--- Start of The input ---

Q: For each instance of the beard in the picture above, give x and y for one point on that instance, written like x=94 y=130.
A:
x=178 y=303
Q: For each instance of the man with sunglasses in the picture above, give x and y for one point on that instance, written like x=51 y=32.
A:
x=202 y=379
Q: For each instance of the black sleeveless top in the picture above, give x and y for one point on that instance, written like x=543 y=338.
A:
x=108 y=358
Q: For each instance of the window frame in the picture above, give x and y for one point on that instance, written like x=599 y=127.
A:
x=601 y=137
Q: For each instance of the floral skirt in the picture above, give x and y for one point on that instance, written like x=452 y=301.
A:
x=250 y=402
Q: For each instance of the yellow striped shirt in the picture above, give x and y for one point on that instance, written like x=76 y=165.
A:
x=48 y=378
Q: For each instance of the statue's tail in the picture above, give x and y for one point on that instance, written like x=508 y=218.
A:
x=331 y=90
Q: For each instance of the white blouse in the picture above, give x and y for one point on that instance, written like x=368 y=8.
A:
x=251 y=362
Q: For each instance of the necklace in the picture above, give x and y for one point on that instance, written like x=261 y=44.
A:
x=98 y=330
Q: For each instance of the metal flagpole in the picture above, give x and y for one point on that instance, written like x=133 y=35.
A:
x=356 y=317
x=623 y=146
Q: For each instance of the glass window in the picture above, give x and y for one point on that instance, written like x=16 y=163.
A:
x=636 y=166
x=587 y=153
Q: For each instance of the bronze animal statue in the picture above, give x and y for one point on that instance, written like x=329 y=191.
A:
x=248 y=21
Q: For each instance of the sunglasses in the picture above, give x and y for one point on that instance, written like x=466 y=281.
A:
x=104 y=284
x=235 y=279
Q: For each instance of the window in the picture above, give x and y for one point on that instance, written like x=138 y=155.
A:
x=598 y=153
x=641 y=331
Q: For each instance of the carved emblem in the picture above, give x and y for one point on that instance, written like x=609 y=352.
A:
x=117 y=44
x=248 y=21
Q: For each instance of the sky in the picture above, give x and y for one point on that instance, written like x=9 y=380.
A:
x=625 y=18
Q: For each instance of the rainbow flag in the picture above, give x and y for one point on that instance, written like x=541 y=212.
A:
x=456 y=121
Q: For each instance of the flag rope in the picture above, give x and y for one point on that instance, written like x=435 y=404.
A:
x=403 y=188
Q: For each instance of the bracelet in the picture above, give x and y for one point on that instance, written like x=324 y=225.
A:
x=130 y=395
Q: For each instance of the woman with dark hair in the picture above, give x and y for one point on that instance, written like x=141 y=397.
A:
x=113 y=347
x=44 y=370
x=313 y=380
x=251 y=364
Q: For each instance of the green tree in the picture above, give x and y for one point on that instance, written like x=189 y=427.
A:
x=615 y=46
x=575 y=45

--- End of The input ---

Please write out all of the material above again, swapping every "sunglasses" for "dark glasses" and leaving everything else unchanged.

Written solution:
Q: For each instance of the beard in the picture above, give x and y for one point on that instance, written like x=94 y=130.
A:
x=178 y=303
Q: For each instance of the man with dark glasses in the picture above, give x and y for one point on that instance, written like x=51 y=32.
A:
x=202 y=379
Q: For each instance of the black sleeveless top in the picture above, give x and y for one point on that instance, written like x=543 y=338.
A:
x=108 y=358
Q: For each instance of the window frame in the picture above, give x and y for one point on that instance, written like x=599 y=127.
A:
x=601 y=137
Q: For each instance of the floral skirt in the picture above, give x and y for one point on that instance, written like x=452 y=301.
A:
x=250 y=402
Q: For each instance of the yellow striped shirt in the picture above, give x and y for one point on that instance, written like x=76 y=165.
A:
x=48 y=378
Q: For each instance of the statue's tail in the picture above, give x and y for one point on that instance, written like x=508 y=218.
A:
x=331 y=90
Q: For each instance of the white blouse in the picture above, give x and y for one point on that instance, written like x=368 y=8.
A:
x=251 y=362
Q: For each instance of the necklace in the picture above, give x and y for one point on that instance, written like x=261 y=44.
A:
x=98 y=330
Q: For each instance of the metal flagpole in the picture above, give x and y for one point on that instance, written like x=133 y=35.
A:
x=356 y=317
x=623 y=146
Q: For each instance of the glass window in the picture above, give x and y for one point on that instance, written like x=16 y=163.
A:
x=636 y=166
x=587 y=153
Q: For each instance of the bronze animal statue in the picture above, give x and y for one point on that instance, written like x=329 y=191.
A:
x=248 y=21
Q: For each instance of the dark glasses in the picture above, give x and y for one point on that instance, written like x=466 y=281.
A:
x=104 y=284
x=235 y=279
Q: For each instance of the window in the picture above, give x and y for one point on that instance, written like x=138 y=155.
A:
x=598 y=153
x=641 y=331
Q: For each instance of the carved emblem in the picture above, give x and y for one point on that instance, written like x=609 y=352.
A:
x=117 y=44
x=248 y=21
Q: For each instance of the sky in the picture above, give x and y for one point on that instance, written like x=9 y=380.
A:
x=625 y=18
Q: For each instance of the rainbow flag in the picture above, give x and y for one point on that instance, written like x=541 y=212.
A:
x=456 y=121
Q: For each instance of the flag rope in the picture above, give x and y for one point on that instance, written like x=435 y=404.
A:
x=403 y=188
Q: For each instance of the bracelet in the picture above, give x and y for one point on that instance, written like x=324 y=225.
A:
x=130 y=395
Q: For each instance of the woman with dark hair in the picture above, give x and y for one point on that instance, written like x=141 y=397.
A:
x=113 y=347
x=44 y=370
x=313 y=380
x=251 y=364
Q: For each instance of the green tree in the picture above, give x and y for one point on that instance, written like x=189 y=427.
A:
x=615 y=46
x=575 y=45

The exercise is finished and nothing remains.